(Records drawn from a dataset)
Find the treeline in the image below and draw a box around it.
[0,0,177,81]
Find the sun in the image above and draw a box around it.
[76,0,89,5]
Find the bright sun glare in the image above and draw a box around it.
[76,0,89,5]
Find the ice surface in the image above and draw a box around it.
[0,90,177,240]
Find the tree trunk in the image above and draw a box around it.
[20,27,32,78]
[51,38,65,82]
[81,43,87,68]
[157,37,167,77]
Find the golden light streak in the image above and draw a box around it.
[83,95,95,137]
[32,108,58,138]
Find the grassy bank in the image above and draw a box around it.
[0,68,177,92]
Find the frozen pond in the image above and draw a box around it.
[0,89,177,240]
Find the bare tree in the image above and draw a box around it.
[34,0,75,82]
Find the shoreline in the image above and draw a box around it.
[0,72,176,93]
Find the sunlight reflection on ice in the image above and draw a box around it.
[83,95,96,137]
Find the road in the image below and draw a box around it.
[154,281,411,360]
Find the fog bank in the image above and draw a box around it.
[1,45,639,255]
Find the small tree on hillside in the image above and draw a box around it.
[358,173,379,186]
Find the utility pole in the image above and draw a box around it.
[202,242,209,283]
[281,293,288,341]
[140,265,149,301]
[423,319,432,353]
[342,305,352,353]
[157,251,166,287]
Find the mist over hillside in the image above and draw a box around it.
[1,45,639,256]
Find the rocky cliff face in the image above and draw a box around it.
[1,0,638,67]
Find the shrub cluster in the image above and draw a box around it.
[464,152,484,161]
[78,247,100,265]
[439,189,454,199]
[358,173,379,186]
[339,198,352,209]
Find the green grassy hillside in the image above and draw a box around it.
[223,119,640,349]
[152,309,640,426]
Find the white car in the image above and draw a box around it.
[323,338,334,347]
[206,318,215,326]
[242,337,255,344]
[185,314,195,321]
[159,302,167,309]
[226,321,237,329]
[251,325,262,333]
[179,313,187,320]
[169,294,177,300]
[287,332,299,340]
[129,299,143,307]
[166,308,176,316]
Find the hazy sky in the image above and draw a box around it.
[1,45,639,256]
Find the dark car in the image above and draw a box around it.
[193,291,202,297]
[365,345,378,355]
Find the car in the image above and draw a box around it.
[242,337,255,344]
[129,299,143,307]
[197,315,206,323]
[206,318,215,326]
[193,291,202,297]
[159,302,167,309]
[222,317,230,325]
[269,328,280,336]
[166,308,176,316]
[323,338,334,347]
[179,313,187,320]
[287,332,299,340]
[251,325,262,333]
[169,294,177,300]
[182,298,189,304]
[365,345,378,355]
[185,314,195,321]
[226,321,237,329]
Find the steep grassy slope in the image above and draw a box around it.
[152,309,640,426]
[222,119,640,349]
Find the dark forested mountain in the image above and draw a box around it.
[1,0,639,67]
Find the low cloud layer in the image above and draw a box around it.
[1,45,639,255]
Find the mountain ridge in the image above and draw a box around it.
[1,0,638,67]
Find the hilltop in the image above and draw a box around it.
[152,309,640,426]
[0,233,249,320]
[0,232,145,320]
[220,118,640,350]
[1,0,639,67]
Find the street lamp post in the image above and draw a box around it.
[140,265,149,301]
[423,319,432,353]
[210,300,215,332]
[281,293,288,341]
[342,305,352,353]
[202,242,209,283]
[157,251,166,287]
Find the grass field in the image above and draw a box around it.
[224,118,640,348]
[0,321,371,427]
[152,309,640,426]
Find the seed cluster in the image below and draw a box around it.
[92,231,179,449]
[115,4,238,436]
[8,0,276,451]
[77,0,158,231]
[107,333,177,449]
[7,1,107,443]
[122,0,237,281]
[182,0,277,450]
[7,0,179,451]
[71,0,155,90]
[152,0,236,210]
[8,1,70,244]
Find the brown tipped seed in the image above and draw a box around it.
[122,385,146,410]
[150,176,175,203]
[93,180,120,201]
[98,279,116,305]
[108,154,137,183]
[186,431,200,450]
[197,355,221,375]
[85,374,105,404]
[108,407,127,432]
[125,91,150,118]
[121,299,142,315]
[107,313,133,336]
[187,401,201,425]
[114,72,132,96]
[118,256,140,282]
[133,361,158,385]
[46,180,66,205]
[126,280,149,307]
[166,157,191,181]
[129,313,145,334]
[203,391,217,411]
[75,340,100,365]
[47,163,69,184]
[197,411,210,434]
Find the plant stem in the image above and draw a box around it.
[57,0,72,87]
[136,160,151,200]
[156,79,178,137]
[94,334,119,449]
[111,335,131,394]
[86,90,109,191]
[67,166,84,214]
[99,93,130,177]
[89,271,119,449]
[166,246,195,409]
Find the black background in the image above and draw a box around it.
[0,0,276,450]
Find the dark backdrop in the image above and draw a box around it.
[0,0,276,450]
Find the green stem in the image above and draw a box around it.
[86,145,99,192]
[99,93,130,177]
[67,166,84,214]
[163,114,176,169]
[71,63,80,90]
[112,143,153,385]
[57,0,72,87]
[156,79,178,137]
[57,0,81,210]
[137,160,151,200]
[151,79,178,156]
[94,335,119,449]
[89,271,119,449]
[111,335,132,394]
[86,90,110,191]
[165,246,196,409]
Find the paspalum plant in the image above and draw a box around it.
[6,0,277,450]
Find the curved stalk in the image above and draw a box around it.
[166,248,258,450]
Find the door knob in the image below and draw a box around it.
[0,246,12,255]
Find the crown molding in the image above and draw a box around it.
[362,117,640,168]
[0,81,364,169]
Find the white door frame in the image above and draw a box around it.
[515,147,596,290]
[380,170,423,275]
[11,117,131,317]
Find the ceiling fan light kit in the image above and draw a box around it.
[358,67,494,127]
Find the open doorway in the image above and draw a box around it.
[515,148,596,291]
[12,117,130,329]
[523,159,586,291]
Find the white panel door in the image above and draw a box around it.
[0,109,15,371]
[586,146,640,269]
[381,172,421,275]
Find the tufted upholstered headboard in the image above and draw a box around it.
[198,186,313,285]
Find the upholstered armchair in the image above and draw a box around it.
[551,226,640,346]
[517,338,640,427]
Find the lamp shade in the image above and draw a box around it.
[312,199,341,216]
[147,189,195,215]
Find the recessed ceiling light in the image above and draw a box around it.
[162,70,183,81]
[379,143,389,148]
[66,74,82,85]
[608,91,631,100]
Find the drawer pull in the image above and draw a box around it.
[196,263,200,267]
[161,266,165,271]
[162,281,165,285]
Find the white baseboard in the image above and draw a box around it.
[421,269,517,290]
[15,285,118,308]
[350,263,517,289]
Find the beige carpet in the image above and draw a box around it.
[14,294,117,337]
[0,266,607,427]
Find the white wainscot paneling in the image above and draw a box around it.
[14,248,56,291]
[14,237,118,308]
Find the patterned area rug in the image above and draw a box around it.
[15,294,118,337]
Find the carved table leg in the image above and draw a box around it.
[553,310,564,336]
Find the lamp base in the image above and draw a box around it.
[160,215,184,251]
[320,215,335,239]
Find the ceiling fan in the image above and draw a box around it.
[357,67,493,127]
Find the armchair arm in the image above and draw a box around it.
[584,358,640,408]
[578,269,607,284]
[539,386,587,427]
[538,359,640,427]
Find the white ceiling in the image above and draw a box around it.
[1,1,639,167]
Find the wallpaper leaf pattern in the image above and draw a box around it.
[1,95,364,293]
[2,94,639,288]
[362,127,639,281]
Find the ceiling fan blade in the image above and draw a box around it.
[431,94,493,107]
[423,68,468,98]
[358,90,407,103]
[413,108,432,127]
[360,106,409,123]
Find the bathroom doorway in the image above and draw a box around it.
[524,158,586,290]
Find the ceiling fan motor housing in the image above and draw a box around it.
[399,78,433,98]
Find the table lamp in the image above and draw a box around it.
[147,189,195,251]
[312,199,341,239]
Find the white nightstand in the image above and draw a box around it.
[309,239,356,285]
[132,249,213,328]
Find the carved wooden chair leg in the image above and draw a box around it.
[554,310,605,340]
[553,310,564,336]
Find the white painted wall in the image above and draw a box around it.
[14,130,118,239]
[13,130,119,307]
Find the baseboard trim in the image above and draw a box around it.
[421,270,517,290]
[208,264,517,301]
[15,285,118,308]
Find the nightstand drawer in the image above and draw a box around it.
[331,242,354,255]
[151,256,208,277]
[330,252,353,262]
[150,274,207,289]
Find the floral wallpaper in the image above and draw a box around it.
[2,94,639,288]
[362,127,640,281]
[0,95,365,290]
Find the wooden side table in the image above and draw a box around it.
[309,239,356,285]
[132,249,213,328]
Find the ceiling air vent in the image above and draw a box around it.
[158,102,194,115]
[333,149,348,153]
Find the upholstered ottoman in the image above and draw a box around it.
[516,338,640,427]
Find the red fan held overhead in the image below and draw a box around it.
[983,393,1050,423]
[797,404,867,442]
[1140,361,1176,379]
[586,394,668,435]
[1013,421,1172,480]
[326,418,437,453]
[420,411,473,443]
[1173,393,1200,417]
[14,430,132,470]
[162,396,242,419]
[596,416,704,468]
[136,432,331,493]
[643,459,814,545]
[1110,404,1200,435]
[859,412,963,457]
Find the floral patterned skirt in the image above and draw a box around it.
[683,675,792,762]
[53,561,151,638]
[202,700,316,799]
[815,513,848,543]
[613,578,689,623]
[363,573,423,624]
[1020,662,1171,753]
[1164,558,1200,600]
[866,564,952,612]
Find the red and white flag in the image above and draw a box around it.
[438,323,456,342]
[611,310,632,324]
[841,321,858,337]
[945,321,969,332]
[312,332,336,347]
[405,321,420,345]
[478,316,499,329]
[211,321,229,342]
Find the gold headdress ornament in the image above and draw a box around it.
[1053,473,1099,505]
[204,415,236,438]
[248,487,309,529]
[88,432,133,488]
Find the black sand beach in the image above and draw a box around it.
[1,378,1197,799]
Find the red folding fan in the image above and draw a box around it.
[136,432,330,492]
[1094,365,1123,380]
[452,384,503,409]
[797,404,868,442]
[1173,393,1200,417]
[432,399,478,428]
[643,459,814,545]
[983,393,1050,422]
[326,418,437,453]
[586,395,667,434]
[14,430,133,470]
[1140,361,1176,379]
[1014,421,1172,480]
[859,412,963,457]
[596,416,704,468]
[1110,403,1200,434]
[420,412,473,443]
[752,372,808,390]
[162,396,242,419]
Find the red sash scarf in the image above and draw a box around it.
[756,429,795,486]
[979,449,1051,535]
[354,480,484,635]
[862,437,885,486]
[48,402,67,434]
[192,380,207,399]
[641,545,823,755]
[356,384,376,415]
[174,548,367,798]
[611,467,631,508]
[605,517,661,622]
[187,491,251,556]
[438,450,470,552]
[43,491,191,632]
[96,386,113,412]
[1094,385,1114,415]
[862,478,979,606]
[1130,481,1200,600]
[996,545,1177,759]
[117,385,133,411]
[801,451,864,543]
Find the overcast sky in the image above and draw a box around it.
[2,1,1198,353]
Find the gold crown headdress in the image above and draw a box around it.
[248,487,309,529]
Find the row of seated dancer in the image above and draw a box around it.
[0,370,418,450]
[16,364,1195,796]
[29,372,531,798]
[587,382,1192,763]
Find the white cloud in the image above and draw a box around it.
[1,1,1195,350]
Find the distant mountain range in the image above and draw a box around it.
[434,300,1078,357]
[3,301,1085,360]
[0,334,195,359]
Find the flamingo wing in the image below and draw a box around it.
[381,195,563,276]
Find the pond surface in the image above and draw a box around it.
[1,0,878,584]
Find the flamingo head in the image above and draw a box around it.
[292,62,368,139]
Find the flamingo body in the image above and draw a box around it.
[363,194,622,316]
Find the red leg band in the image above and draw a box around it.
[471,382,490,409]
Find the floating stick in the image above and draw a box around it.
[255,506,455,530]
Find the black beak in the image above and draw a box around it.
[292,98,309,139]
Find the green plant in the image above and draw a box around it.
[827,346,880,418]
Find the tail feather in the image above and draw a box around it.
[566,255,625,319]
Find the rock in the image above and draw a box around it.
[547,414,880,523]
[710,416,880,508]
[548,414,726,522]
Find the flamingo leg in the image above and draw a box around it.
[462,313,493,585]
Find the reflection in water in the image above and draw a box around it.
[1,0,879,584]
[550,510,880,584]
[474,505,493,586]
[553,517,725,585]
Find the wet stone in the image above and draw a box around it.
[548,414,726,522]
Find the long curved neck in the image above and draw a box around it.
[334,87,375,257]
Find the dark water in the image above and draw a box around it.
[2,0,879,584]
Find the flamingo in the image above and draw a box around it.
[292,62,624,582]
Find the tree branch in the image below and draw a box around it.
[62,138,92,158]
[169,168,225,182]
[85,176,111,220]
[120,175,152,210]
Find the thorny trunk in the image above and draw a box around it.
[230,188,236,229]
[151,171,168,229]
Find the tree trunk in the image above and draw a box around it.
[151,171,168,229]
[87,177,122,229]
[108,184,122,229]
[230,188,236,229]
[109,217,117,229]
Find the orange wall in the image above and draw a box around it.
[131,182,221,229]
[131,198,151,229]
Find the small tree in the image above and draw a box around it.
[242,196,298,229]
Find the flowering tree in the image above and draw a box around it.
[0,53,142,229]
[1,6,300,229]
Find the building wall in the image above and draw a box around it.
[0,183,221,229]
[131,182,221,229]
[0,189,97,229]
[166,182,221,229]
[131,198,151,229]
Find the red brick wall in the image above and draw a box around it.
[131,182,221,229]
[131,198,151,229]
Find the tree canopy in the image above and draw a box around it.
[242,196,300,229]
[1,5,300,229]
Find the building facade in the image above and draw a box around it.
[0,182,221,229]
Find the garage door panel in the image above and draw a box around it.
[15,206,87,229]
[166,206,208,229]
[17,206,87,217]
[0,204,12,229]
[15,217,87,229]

- **WORK ITEM**:
All lines from the one that holds "Find the red brick" to the end of the entries above must be transcribed exactly, both ends included, and no others.

- **REPLY TO THE EXERCISE**:
Find the red brick wall in the image above and draw a box around it.
[131,182,221,229]
[131,198,151,229]
Find the tree canopy in the image above and draw a box around it.
[242,196,300,229]
[1,5,300,229]
Find the building facade in the image above and draw a box around it.
[0,182,221,229]
Find the garage door panel in the image above and draw a box around it.
[15,206,87,229]
[166,206,208,229]
[17,206,87,217]
[0,204,12,229]
[15,217,87,229]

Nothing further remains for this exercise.